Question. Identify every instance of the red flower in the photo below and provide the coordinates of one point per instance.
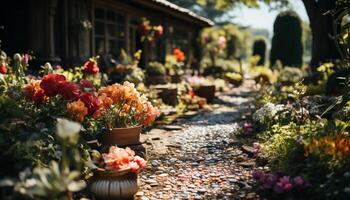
(86, 84)
(39, 97)
(51, 84)
(179, 55)
(159, 31)
(91, 102)
(91, 67)
(3, 68)
(144, 27)
(70, 91)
-- -- --
### What this task involves:
Pictures stay out of the answer; the rest of the listing above is returned exactly.

### Solution for this task:
Question. Identify every instance of the red flower in the photo below and provide the coordinates of one point per instance.
(86, 84)
(39, 97)
(51, 84)
(179, 55)
(159, 31)
(91, 102)
(91, 67)
(3, 68)
(144, 27)
(70, 91)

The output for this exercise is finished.